◆ **Excerpt**:
----------

McMullen v. Synchrony Bank, 128 F.Supp.3d 180 (D.C. 2015)
In this action, the District Court declined to remand the case back to the superior court based on the local controversy exception to the Class Action Fairness Act (“CAFA”). The District Court found that after limited discovery regarding the citizenship of the putative class members, it became apparent that at best, sixty percent of the putative class members were citizens of the District of Columbia, thus falling below the two-thirds requirement mandated by the local controversy exception under CAFA.
Valerie McMullen (“Plaintiff”) filed this action in the Superior Court of the District of Columbia against Wayne Bullen, Karim Steward, Bullen Wellness, Washington Chiropractic, One World Fitness, Synchrony Bank (“Synchrony”) and JP Morgan Chase (“Chase”) (collectively, “Defendants”) based on their alleged participation in a fraudulent scheme involving lines of healthcare-related credit.After Plaintiff amended her complaint to add class allegations, Chase removed the action to the United States District Court for the District of Columbia (“District Court”) under CAFA. Plaintiff responded with a motion to remand, arguing that the District Court lacked jurisdiction, and even if it had jurisdiction, it would be barred from exercising it by the local controversy exception to CAFA.
In a prior order, the District Court concluded that CAFA afforded it jurisdiction over the action. However, because the District Court was unable to establish whether two thirds of the putative class members were citizens of the District of Columbia, it reserved final judgment on whether the local controversy exception applied and ordered limited jurisdictional discovery focused on that issue.
The District Court’s discovery order instructed Synchrony and Chase to submit declarations to Plaintiff indicating the total number of accounts opened through Bullen, Steward and their affiliated companies, the date each account was opened, and the name and last known address associated with each. Defendants were also ordered to produce a copy of each individual’s driver’s license, to the extent such documents were already in their possession.
The District Court noted that the most comprehensive evidence came from Synchrony and Chase, as their declarations provided the last known addresses for 892 putative class members, all of whom had accounts opened through either Bullen Wellness or Washington Chiropractic. Plaintiff conceded that even after resolving eight inconsistencies between the declarations and patient records in favor of D.C. citizenship, only sixty percent of these individuals were last linked to the District of Columbia.

----------

Saved entries:
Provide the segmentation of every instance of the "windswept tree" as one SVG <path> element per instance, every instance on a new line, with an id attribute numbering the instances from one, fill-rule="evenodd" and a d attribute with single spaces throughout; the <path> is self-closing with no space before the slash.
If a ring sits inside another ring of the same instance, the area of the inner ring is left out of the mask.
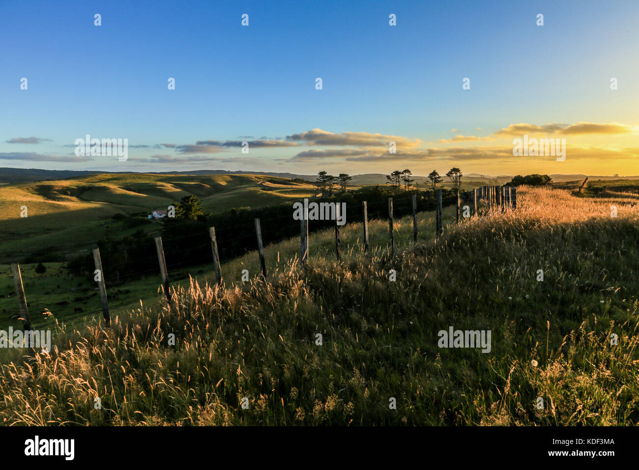
<path id="1" fill-rule="evenodd" d="M 525 176 L 518 175 L 512 178 L 512 180 L 509 183 L 509 185 L 519 186 L 520 184 L 527 184 L 530 186 L 543 186 L 551 183 L 552 181 L 553 178 L 548 175 L 533 173 L 532 175 L 527 175 Z"/>
<path id="2" fill-rule="evenodd" d="M 339 190 L 341 192 L 346 192 L 346 185 L 353 178 L 347 173 L 339 173 L 337 176 L 337 184 L 339 185 Z"/>
<path id="3" fill-rule="evenodd" d="M 321 191 L 322 196 L 327 196 L 329 192 L 329 189 L 332 187 L 335 180 L 335 176 L 329 175 L 326 171 L 320 171 L 318 173 L 318 189 Z"/>
<path id="4" fill-rule="evenodd" d="M 183 219 L 197 220 L 199 215 L 204 215 L 202 202 L 197 196 L 185 196 L 175 206 L 175 216 Z"/>
<path id="5" fill-rule="evenodd" d="M 461 189 L 461 170 L 456 167 L 453 167 L 448 171 L 446 173 L 446 176 L 448 176 L 448 179 L 450 180 L 452 184 L 452 187 L 455 189 Z"/>
<path id="6" fill-rule="evenodd" d="M 396 170 L 390 175 L 387 175 L 386 182 L 391 186 L 399 187 L 399 185 L 401 184 L 401 171 Z"/>
<path id="7" fill-rule="evenodd" d="M 413 176 L 413 173 L 410 169 L 404 169 L 401 172 L 401 182 L 404 184 L 404 191 L 408 191 L 410 189 L 410 185 L 415 181 L 411 178 L 412 176 Z"/>
<path id="8" fill-rule="evenodd" d="M 437 189 L 437 185 L 442 182 L 442 176 L 439 175 L 436 169 L 431 171 L 428 175 L 428 179 L 431 180 L 431 186 L 433 191 Z"/>

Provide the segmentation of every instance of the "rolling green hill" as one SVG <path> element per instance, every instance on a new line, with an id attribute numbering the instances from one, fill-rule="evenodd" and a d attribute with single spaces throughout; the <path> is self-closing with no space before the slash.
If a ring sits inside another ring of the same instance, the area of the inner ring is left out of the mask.
<path id="1" fill-rule="evenodd" d="M 192 282 L 174 284 L 170 309 L 145 301 L 118 311 L 110 328 L 91 320 L 72 327 L 51 309 L 40 324 L 54 345 L 36 355 L 37 368 L 22 350 L 4 352 L 0 418 L 7 425 L 636 425 L 639 251 L 629 242 L 639 234 L 638 207 L 551 188 L 524 187 L 518 196 L 516 211 L 482 207 L 459 225 L 446 211 L 437 240 L 432 213 L 420 214 L 417 244 L 412 217 L 397 219 L 396 256 L 387 252 L 383 220 L 369 228 L 370 260 L 359 224 L 343 228 L 341 262 L 330 230 L 311 237 L 304 269 L 294 259 L 298 240 L 273 244 L 266 282 L 249 253 L 222 266 L 222 288 L 203 282 L 210 267 L 192 272 Z M 148 286 L 155 299 L 158 283 Z M 89 295 L 85 311 L 97 320 L 91 294 L 72 295 Z M 490 332 L 489 350 L 443 347 L 440 334 L 450 328 Z"/>
<path id="2" fill-rule="evenodd" d="M 161 222 L 146 219 L 183 196 L 195 194 L 212 214 L 234 207 L 259 208 L 312 196 L 311 185 L 254 175 L 97 174 L 68 180 L 0 186 L 0 263 L 29 256 L 63 261 L 68 252 L 89 249 L 100 238 L 121 237 Z M 21 217 L 26 208 L 27 217 Z M 113 219 L 116 214 L 129 216 Z M 132 223 L 130 216 L 137 218 Z"/>

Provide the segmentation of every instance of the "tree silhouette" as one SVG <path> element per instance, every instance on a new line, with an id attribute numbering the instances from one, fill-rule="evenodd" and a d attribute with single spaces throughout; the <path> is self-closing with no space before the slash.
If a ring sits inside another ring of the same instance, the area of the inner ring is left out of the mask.
<path id="1" fill-rule="evenodd" d="M 461 170 L 456 167 L 453 167 L 446 173 L 446 176 L 452 183 L 452 187 L 455 189 L 461 189 Z"/>
<path id="2" fill-rule="evenodd" d="M 431 185 L 433 187 L 433 191 L 437 189 L 437 185 L 442 182 L 442 176 L 439 175 L 437 170 L 435 169 L 431 171 L 428 175 L 428 179 L 431 180 Z"/>

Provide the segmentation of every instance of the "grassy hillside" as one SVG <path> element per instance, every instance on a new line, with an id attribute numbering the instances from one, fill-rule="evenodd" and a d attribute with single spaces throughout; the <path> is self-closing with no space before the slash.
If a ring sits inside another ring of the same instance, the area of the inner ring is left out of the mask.
<path id="1" fill-rule="evenodd" d="M 281 184 L 277 191 L 265 183 Z M 166 209 L 192 194 L 212 214 L 233 207 L 262 207 L 290 198 L 311 196 L 310 185 L 285 178 L 250 175 L 210 176 L 142 173 L 100 174 L 70 180 L 0 186 L 0 263 L 22 260 L 29 255 L 63 261 L 65 252 L 90 249 L 111 235 L 120 238 L 139 228 L 150 233 L 160 226 L 141 221 L 131 227 L 116 221 L 117 214 L 144 218 Z M 21 217 L 24 207 L 27 217 Z"/>
<path id="2" fill-rule="evenodd" d="M 395 258 L 379 250 L 368 261 L 349 247 L 337 263 L 328 231 L 312 241 L 305 270 L 288 261 L 296 242 L 270 247 L 268 283 L 194 281 L 170 311 L 142 305 L 108 329 L 51 319 L 50 354 L 27 366 L 7 350 L 0 416 L 8 425 L 639 424 L 639 209 L 562 190 L 518 194 L 516 212 L 449 226 L 437 242 L 425 226 L 412 246 L 402 221 Z M 350 245 L 360 228 L 348 230 Z M 256 272 L 254 258 L 225 266 L 227 280 L 243 266 Z M 490 331 L 490 352 L 438 347 L 450 326 Z"/>

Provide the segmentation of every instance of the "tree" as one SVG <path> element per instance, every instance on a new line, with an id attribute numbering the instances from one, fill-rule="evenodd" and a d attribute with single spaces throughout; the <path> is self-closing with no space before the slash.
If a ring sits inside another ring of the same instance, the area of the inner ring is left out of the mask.
<path id="1" fill-rule="evenodd" d="M 410 185 L 415 180 L 411 179 L 413 173 L 410 169 L 404 169 L 401 172 L 401 182 L 404 184 L 404 190 L 408 191 Z"/>
<path id="2" fill-rule="evenodd" d="M 199 198 L 190 194 L 185 196 L 175 206 L 175 216 L 181 219 L 197 220 L 199 215 L 205 215 Z"/>
<path id="3" fill-rule="evenodd" d="M 456 167 L 453 167 L 446 173 L 448 179 L 452 183 L 452 187 L 455 189 L 461 189 L 461 170 Z"/>
<path id="4" fill-rule="evenodd" d="M 321 191 L 322 196 L 328 196 L 332 192 L 335 180 L 335 176 L 328 175 L 326 171 L 320 171 L 318 173 L 318 189 Z"/>
<path id="5" fill-rule="evenodd" d="M 386 175 L 386 182 L 391 186 L 399 187 L 401 182 L 401 171 L 396 170 L 390 175 Z"/>
<path id="6" fill-rule="evenodd" d="M 543 186 L 551 183 L 552 181 L 553 178 L 548 175 L 533 173 L 532 175 L 527 175 L 525 176 L 518 175 L 512 178 L 509 185 L 519 186 L 521 184 L 526 184 L 529 186 Z"/>
<path id="7" fill-rule="evenodd" d="M 341 192 L 346 192 L 346 185 L 353 178 L 346 173 L 339 173 L 337 176 L 337 184 L 339 185 L 339 189 Z"/>
<path id="8" fill-rule="evenodd" d="M 433 191 L 437 189 L 437 185 L 442 182 L 442 176 L 439 175 L 437 170 L 435 169 L 431 171 L 428 175 L 428 179 L 431 180 L 431 185 L 432 185 Z"/>
<path id="9" fill-rule="evenodd" d="M 334 176 L 332 175 L 327 175 L 326 176 L 326 185 L 327 189 L 328 190 L 328 196 L 333 195 L 333 187 L 337 184 L 337 178 Z"/>

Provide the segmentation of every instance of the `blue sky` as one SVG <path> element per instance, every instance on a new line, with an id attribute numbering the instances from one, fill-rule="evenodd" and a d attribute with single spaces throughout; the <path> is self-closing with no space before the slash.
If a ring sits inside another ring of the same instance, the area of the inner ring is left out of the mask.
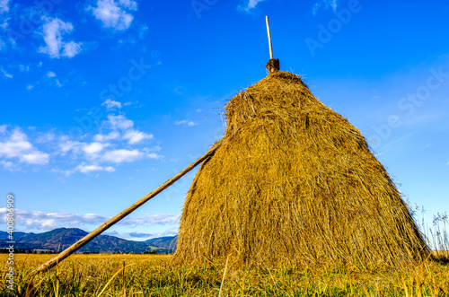
<path id="1" fill-rule="evenodd" d="M 267 74 L 267 14 L 281 69 L 427 222 L 449 210 L 447 0 L 0 0 L 0 214 L 13 193 L 16 230 L 92 231 L 199 157 Z M 175 234 L 195 172 L 107 233 Z"/>

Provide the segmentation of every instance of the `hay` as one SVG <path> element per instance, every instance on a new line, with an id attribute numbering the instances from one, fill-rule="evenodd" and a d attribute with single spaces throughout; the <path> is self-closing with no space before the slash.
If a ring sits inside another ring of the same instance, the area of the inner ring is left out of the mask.
<path id="1" fill-rule="evenodd" d="M 396 266 L 428 250 L 364 136 L 297 75 L 226 105 L 227 129 L 187 194 L 174 260 Z"/>

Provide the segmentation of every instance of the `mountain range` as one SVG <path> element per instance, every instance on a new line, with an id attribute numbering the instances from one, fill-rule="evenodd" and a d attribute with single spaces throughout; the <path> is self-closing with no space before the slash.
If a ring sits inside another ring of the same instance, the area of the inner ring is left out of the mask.
<path id="1" fill-rule="evenodd" d="M 48 249 L 62 251 L 88 233 L 78 228 L 58 228 L 43 233 L 14 231 L 14 249 L 24 250 Z M 7 247 L 9 234 L 0 231 L 0 247 Z M 176 236 L 159 237 L 145 241 L 134 241 L 110 235 L 99 235 L 80 252 L 93 253 L 172 253 L 176 249 Z"/>

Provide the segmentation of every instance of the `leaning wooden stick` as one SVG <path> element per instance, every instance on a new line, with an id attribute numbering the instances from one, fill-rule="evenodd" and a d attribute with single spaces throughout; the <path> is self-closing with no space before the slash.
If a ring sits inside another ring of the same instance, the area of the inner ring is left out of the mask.
<path id="1" fill-rule="evenodd" d="M 190 171 L 192 169 L 197 167 L 198 164 L 202 163 L 206 159 L 207 159 L 209 156 L 213 155 L 216 150 L 218 148 L 218 144 L 216 144 L 214 146 L 212 146 L 207 153 L 206 153 L 202 157 L 195 161 L 193 163 L 189 165 L 186 169 L 184 169 L 182 171 L 170 179 L 169 180 L 165 181 L 163 184 L 159 186 L 154 191 L 146 194 L 144 197 L 142 197 L 140 200 L 133 204 L 131 206 L 128 207 L 125 209 L 123 212 L 120 214 L 117 214 L 110 220 L 109 220 L 106 223 L 103 223 L 100 227 L 71 245 L 69 248 L 66 249 L 64 251 L 59 253 L 57 257 L 53 258 L 52 259 L 48 260 L 48 262 L 42 264 L 40 266 L 38 267 L 33 273 L 40 273 L 40 272 L 44 272 L 54 266 L 57 265 L 59 262 L 64 260 L 66 258 L 70 256 L 71 254 L 75 253 L 76 250 L 86 245 L 89 241 L 93 240 L 95 237 L 110 228 L 113 224 L 123 219 L 125 216 L 128 214 L 131 214 L 134 212 L 136 209 L 140 207 L 143 204 L 145 204 L 146 201 L 150 200 L 153 198 L 154 196 L 157 194 L 161 193 L 163 191 L 165 188 L 170 187 L 172 183 L 174 183 L 176 180 L 180 179 L 182 176 L 184 176 L 186 173 Z"/>
<path id="2" fill-rule="evenodd" d="M 267 21 L 267 32 L 269 33 L 269 59 L 273 58 L 273 46 L 271 45 L 271 32 L 269 31 L 269 16 L 265 17 Z"/>

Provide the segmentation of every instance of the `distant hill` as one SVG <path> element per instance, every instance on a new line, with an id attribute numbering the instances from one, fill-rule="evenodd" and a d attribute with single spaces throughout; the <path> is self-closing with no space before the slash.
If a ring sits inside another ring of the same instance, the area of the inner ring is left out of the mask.
<path id="1" fill-rule="evenodd" d="M 43 233 L 14 232 L 14 248 L 18 249 L 49 249 L 62 251 L 84 237 L 86 231 L 77 228 L 58 228 Z M 8 233 L 0 231 L 0 244 L 6 246 Z M 143 253 L 156 251 L 158 253 L 174 252 L 176 249 L 175 236 L 151 239 L 146 241 L 133 241 L 115 236 L 100 235 L 79 249 L 80 252 L 99 253 Z"/>

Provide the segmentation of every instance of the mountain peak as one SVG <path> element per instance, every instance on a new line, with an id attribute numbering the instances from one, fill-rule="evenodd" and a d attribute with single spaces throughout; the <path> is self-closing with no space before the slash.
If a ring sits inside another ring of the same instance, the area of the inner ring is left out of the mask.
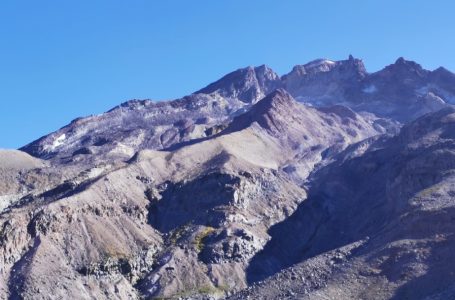
<path id="1" fill-rule="evenodd" d="M 280 86 L 280 77 L 268 66 L 248 66 L 227 74 L 196 93 L 218 93 L 226 98 L 254 103 Z"/>

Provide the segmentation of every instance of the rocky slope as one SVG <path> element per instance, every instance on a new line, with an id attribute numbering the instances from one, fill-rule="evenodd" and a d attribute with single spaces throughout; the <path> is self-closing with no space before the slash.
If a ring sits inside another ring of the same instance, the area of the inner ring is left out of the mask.
<path id="1" fill-rule="evenodd" d="M 450 297 L 454 77 L 248 67 L 2 151 L 1 298 Z"/>

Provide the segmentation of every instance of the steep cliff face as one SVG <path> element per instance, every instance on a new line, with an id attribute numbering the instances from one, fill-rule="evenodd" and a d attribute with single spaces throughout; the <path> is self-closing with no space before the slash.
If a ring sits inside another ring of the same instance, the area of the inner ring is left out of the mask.
<path id="1" fill-rule="evenodd" d="M 249 67 L 1 151 L 0 294 L 451 295 L 454 78 Z"/>

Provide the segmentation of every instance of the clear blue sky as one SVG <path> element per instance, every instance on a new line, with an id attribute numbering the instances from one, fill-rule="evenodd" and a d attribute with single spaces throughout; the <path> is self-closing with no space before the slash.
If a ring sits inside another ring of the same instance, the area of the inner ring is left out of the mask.
<path id="1" fill-rule="evenodd" d="M 399 56 L 455 70 L 453 0 L 2 0 L 0 148 L 248 65 Z"/>

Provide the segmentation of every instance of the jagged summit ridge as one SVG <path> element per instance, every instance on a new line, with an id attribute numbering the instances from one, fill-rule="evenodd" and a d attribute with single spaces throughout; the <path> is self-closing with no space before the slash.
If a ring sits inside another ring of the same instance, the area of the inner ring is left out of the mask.
<path id="1" fill-rule="evenodd" d="M 291 73 L 0 152 L 0 298 L 450 298 L 454 75 L 352 56 Z"/>

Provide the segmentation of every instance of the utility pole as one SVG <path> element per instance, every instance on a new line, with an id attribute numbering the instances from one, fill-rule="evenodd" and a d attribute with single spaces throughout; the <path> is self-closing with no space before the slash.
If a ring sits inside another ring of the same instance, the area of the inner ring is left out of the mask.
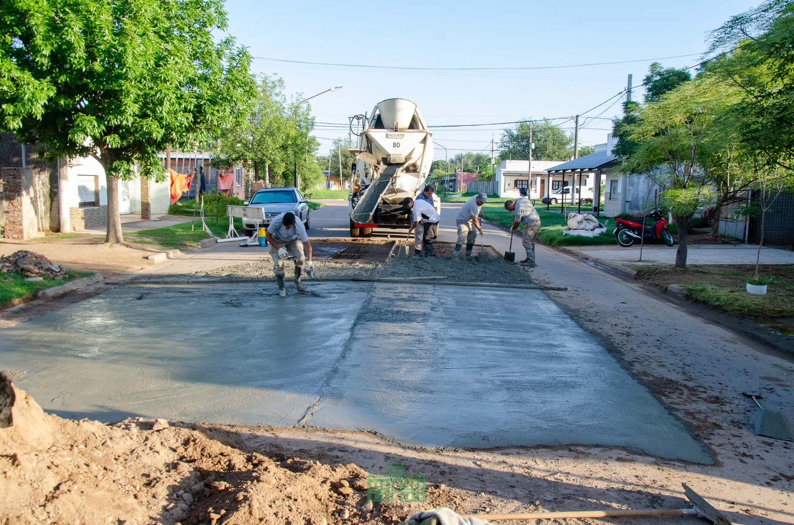
<path id="1" fill-rule="evenodd" d="M 573 158 L 579 158 L 579 115 L 576 115 L 576 127 L 573 132 Z"/>
<path id="2" fill-rule="evenodd" d="M 339 145 L 339 141 L 337 140 L 337 154 L 339 155 L 339 183 L 341 184 L 342 182 L 342 148 Z"/>
<path id="3" fill-rule="evenodd" d="M 532 144 L 532 123 L 530 122 L 530 160 L 526 167 L 526 194 L 530 194 L 530 188 L 532 186 L 532 150 L 535 145 Z M 541 195 L 542 197 L 542 195 Z"/>

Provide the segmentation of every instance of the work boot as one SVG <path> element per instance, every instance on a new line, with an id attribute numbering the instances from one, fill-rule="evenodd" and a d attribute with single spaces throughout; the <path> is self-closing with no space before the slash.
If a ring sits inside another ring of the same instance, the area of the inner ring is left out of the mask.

----------

◆ **Problems to solve**:
a) In the McMullen v. Synchrony Bank case summary, for how many putative class members did the Synchrony and Chase declarations provide last known addresses?
b) Write the next part of the McMullen v. Synchrony Bank case summary, picking up after its final sentence.

◆ **Answers to the problems**:
a) 892

b)
Plaintiff, however, pointed to a different source of evidence in support of her motion to remand – the Bullen defendants’ patient records. These records included addresses of 93 individuals named in the declarations, of which eighty percent were located in the District of Columbia. According to Plaintiff, the patient records represent the only “verifiable documentation of citizenship of the putative class members”, and therefore, “establish a sufficient basis for the Court to remand this case under the local controversy exception.” The District Court noted that by posing this argument, Plaintiff implied that Synchrony and Chase’s evidence cannot be relied upon. Plaintiff reaffirms this theme when she noted that Synchrony and Chase did not provide driver’s licenses for the putative class members.
The District Court rejected Plaintiff’s implication that it must choose between the declarations and the patient records, because the two sources of evidence were broadly consistent. Further, because the declarations included almost 10 times as many putative class members as the patient records, they were more likely to provide a more accurate assessment of the class’s composition. Moreover, the District Court stated that Plaintiff’s insinuations were conclusory at best, as she failed to explain why patient records were more verifiable than the declarations nor has Plaintiff detailed why the declarations’ evidentiary value should be undermined by the lack of production of the class’s driver’s licenses.
Ultimately, the District Court found that Plaintiff failed to offer evidence showing that more than two thirds of the class members were citizens of the District of Columbia. For the vast majority of the class members, the record provided a single address that there was no reason to reject. Moreover, the District Court noted that even if Plaintiff could satisfy the citizenship requirement, she would struggle to prove that this was true at the time relevant under the statute. The District Court explained that when determining the local controversy exception, the courts are also tasked to assess class members’ citizenship as of the date of filing of the pleading that indicated the existence of federal jurisdiction.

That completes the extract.